▶ **THE TASK**:
Reproduce the items below word for word, starting at the line containing "Each instance receives one keypoint. Annotate the garbage" and continuing through the final line of the items.

(Point annotation dataset records)
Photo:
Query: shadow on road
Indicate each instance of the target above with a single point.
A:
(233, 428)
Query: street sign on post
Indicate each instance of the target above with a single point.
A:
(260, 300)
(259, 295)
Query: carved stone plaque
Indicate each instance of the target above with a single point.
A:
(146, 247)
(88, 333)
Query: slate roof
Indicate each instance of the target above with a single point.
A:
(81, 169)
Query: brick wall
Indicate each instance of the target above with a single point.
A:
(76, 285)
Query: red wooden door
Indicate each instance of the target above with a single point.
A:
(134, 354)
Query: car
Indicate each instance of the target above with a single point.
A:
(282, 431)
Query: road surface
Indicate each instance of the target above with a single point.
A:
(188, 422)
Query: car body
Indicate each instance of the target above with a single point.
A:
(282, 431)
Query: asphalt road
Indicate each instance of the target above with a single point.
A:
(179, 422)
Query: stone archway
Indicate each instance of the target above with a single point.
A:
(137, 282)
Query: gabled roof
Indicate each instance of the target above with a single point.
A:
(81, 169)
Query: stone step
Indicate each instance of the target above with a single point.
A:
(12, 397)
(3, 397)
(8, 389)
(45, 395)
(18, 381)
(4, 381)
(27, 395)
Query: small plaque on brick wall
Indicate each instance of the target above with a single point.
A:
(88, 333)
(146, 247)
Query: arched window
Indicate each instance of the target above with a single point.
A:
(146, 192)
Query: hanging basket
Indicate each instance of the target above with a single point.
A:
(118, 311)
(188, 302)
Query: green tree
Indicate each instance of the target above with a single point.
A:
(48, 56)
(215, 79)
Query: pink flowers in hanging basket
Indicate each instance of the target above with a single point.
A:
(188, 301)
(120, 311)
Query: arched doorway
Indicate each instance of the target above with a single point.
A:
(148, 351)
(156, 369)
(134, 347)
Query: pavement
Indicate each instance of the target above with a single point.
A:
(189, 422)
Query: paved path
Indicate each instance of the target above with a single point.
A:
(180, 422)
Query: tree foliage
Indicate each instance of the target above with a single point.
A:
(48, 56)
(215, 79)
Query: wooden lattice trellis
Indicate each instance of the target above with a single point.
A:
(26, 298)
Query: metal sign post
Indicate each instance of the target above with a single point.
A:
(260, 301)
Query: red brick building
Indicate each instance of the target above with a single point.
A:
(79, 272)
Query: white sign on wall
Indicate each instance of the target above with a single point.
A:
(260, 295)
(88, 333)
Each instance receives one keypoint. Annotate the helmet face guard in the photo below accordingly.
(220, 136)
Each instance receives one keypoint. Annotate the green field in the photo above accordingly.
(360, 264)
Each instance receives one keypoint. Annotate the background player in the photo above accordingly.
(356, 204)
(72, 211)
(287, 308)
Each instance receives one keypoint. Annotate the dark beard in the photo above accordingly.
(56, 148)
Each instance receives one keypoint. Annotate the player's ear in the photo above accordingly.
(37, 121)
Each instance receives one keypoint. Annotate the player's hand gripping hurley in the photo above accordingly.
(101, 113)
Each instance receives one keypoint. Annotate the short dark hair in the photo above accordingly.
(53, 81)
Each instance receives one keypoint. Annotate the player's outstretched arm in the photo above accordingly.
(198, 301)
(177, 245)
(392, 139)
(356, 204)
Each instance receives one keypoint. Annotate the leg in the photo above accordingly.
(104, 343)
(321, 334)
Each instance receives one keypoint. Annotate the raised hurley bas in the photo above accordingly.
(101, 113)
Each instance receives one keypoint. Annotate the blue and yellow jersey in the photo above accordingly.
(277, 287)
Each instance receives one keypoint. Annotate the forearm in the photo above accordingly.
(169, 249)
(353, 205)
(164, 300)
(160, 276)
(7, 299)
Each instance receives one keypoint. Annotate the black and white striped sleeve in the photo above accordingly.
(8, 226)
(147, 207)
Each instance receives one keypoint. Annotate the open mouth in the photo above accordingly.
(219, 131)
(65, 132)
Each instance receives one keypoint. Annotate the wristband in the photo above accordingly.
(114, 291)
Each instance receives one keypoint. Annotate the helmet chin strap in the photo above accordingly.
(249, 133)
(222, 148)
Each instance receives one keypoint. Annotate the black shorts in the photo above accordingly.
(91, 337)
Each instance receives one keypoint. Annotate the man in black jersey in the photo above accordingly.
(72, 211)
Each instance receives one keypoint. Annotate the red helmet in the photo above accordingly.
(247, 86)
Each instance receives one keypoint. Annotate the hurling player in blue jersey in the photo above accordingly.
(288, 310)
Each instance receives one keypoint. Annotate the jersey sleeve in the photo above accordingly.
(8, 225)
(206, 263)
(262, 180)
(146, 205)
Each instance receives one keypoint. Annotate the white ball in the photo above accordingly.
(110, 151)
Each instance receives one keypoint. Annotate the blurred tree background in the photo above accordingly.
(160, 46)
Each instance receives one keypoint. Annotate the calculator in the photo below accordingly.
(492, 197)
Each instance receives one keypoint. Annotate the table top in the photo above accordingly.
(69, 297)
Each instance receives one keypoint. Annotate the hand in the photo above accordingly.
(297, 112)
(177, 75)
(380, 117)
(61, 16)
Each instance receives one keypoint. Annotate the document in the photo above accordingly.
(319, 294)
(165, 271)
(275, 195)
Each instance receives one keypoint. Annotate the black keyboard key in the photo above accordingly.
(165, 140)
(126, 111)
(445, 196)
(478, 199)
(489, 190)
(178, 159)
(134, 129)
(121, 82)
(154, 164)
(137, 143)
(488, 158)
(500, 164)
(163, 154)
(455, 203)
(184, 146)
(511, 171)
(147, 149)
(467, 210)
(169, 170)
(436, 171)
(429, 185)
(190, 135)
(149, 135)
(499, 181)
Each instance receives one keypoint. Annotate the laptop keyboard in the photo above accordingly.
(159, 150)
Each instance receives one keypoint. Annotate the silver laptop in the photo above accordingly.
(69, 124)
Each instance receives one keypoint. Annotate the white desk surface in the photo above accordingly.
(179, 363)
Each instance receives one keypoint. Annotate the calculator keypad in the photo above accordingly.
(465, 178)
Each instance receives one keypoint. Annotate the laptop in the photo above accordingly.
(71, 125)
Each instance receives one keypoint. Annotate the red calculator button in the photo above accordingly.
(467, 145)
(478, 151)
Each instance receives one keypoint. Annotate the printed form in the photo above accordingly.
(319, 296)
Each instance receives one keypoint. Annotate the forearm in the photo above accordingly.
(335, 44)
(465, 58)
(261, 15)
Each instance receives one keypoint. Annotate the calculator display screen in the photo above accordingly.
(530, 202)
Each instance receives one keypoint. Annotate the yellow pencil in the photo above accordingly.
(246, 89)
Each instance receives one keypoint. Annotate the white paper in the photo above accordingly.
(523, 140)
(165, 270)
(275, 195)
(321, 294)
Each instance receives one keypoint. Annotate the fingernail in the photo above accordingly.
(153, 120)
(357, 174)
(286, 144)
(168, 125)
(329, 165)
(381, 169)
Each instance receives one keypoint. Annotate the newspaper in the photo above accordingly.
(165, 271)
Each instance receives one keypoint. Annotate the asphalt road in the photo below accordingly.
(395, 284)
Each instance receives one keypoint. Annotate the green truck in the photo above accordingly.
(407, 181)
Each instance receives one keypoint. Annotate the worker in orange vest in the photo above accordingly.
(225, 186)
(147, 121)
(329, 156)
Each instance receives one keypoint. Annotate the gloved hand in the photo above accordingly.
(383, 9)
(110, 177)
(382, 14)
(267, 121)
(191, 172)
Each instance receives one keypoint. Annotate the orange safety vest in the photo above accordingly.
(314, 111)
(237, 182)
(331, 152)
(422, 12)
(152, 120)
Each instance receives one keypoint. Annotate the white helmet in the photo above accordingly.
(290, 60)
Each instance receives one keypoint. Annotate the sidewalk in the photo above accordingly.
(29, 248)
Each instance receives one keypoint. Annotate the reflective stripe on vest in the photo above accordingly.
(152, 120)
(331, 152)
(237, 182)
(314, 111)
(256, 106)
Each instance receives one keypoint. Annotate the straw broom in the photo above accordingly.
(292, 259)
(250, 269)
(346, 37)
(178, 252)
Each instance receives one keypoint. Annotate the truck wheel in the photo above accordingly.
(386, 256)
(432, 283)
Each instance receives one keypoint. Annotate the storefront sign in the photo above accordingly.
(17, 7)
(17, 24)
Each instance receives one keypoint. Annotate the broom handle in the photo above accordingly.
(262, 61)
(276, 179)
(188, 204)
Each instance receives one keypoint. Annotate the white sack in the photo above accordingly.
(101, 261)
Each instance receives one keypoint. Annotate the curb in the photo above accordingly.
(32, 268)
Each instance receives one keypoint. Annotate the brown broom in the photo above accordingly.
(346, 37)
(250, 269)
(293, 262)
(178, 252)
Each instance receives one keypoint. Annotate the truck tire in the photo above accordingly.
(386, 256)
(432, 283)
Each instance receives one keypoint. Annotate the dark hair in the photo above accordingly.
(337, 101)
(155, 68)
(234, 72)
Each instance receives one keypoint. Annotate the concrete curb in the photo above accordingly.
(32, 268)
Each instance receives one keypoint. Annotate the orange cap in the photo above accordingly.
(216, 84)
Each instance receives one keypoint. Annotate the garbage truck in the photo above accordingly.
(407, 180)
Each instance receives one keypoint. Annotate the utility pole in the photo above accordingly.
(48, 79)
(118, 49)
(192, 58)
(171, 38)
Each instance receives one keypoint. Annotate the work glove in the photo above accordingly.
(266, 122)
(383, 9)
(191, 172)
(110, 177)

▶ **REPLY**:
Each instance receives one keypoint. Annotate the garbage truck in the photo above accordingly.
(407, 180)
Each instance receives one keypoint. Annotate the utility pole in the photo above accordingly.
(48, 79)
(118, 49)
(192, 58)
(171, 38)
Each instance receives one keypoint. Annotate the work glove in the photo above accordingly.
(266, 122)
(383, 9)
(191, 172)
(110, 177)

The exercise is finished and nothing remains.